* Problem to work on
Output exactly the lines from the one holding "Form = pixel coordinates such as (183,95)" through the final line of the entries.

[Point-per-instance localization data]

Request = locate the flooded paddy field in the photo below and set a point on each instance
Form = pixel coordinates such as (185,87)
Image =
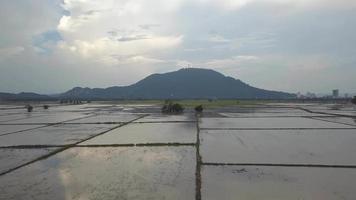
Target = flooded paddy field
(130,151)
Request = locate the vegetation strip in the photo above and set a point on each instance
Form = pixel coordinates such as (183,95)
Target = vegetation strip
(266,129)
(280,165)
(137,145)
(65,148)
(160,122)
(324,113)
(198,164)
(325,120)
(58,123)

* Exercise solution
Form = pixel coordinates such as (183,95)
Target = vegetation strip
(266,129)
(280,165)
(137,145)
(65,148)
(160,122)
(324,113)
(198,164)
(325,120)
(58,123)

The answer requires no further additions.